• EXERCISES TO COMPLETE:
1 - Please repeat word for word the stretch of the article on the Uber executive's email about Trump from "January 26, 2017" through "Mike Roddy speculates.".
2 - In the article on the Uber executive's email about Trump, what name does Kalanick give his political party?
3 - Write the next part of the article on the Uber executive's email about Trump, starting after its last sentence.

Uber Exec on Trump: “I Do Not Accept Him as My Leader”
January 26, 2017
We appear to have suffered a coup engineered to the advantage of Oil Giants and a hostile foreign Petro State. (hate it when that happens)
Can the power of the Oil Industry be countered? Author Mike Roddy speculates.
Shortly after Donald Trump won the 2016 presidential election, the Chief Technology Officer of Uber rattled off an explosive email meant for a small group of employees that quickly spread like wildfire within the company, Business Insider has learned.
In the message, CTO Thuan Pham blasted then President-elect Donald Trump as a “deplorable person,” and called his election a huge step backward — even comparing it to the rise of ruthless dictators such as Mao Tse-dong in China and the Khmer Rouge in Cambodia after the Vietnam War.
The email was being circulated internally amongst employees again in the past week, as Uber has come under fire for its link to the Trump administration. Uber CEO Travis Kalanick was recently named as one of 19 executives who will advise President Trump on economic issues, joining Tesla CEO Elon Musk and Disney CEO Bob Iger.
The visceral outburst by a top executive at one of the world’s most valuable private companies reflects Silicon Valley’s ongoing struggle to come to terms with a president who is deeply unpopular within the industry. Even Uber, whose outspoken CEO and aggressive business tactics have long courted controversy, appears to be divided by a crisis of conscience within the ranks as some employees weigh the costs of being perceived as a pro-Trump shop.
Uber’s ties to the Trump administration made headlines on Friday after protesters barricaded the doors of its San Francisco headquarters to denounce Uber’s “collaboration” with Trump.
At the weekly Uber all-hands meeting on Tuesday, Kalanick addressed the Trump issue and the blowback it’s created for the company. Kalanick pushed back against the criticisms, explaining that he was joining many other business leaders on Trump’s council looking to create job opportunities and to improve urban mobility:
“The CEO of Disney, the CEO of IBM, the CEO of GM, the CEO of Uber, the CEO of Tesla and maybe 15 other companies you’ve heard of… We have a party — our political party is called the Urban Mobility Party. The shorthand is UMP. We’re a coalition party; we’ll partner with anyone in the world as long they’re about making transportation in cities better, creating job opportunities, making it easier to get around, getting pollution out of the air and traffic off the streets. And so that’s what this is about. It’s about the leaders we have to work with around the world, not just here in the United States but everywhere. And being optimistic — asking can we make urban mobility better? But does it [the board/protests] make great headlines? Of course.”
Still, employees are “pissed” that they are being connected to Trump, whose comments about immigrants and women have upset many people, said one insider at the company.
On the surface, the two couldn’t be more different. Musk made a name for himself by making bold bets on futuristic technology: digital payments, electric cars, solar panels and privatized space exploration. His businesses typically require years of upfront investment before showing a profit.

• SUPPLIED ENTRIES:

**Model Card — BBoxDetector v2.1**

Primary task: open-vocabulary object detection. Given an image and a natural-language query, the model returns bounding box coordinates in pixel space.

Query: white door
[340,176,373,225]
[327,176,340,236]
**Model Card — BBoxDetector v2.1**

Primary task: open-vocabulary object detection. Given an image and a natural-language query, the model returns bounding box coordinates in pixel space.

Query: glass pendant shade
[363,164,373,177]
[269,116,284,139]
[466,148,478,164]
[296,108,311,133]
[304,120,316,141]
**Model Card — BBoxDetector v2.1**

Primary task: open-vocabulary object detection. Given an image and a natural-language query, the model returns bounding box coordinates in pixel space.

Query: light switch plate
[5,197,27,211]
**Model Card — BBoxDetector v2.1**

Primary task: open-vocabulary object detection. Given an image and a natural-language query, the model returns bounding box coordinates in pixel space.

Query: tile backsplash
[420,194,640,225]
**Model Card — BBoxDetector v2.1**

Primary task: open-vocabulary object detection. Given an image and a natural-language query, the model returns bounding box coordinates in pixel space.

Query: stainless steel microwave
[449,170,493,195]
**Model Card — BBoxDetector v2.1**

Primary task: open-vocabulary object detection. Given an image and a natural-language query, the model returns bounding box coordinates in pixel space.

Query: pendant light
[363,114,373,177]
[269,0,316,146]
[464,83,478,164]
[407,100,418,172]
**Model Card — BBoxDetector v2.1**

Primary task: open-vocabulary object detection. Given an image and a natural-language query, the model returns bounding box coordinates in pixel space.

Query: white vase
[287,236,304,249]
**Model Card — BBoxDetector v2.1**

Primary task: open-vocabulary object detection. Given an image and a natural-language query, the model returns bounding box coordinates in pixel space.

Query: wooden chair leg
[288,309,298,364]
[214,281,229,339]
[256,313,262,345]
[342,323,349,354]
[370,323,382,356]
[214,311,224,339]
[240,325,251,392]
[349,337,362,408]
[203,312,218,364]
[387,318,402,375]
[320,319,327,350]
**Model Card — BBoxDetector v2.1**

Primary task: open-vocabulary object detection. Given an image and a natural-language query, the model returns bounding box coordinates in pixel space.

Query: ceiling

• EXPECTED RESPONSES:
1 -
January 26, 2017
We appear to have suffered a coup engineered to the advantage of Oil Giants and a hostile foreign Petro State. (hate it when that happens)
Can the power of the Oil Industry be countered? Author Mike Roddy speculates.

2 - The Urban Mobility Party, shortened to UMP.

3 -
He’s cerebral but a little reckless, like a precociously smart teenager — he proudly told the story of how he crashed a $3.5 million McLaren sports car while driving too fast in a bid to impress Peter Thiel. And he didn’t think to buy insurance first.
Trump, on the other hand, built his fortune in a business firmly rooted in the here and now, real estate, and his temperament is more like the scolding school principal’s.
They’re also diametrically opposed when it comes to climate change. Musk’s business interests revolve around reducing dependence on fossil fuels, while Trump has pledged to cut through regulations meant to fight climate change, and once called it a hoax (although his pick for EPA administrator, Scott Pruitt, has admitted it’s real).
So what to make of the fact that Musk was at the White House on Monday, appearing alongside execs from Ford and other old-line companies like Lockheed Martin and Johnson & Johnson? In addition, Musk was part of the December meeting between tech leaders and Trump, even though his companies have a much smaller market value than most of the others represented around the table, and he was reportedly invited to stay for a second smaller meeting alongside Apple CEO Tim Cook.
Private sector competition. SpaceX is a perfect example of a private company taking on a huge task — space travel and exploration — that used to fall exclusively to a federal government agency. This is exactly the kind of private sector invention that libertarian-minded conservatives, like Thiel, encourage.
If it continues, this unlikely alliance could have benefits for both sides. Musk gets an ear to the president who’s promised to shake up the current order and make it easier for American companies to do business. Trump gets the support of a visionary technologist who could help repair his image among the Silicon Valley tech community, which was vocally opposed to Trump during his candidacy.
While this may seem surprising to a lot people, it’s not totally surprising to investors. Tesla is up about 31 percent since the election, while the Dow Jones industrial average is up roughly 9 percent since the election.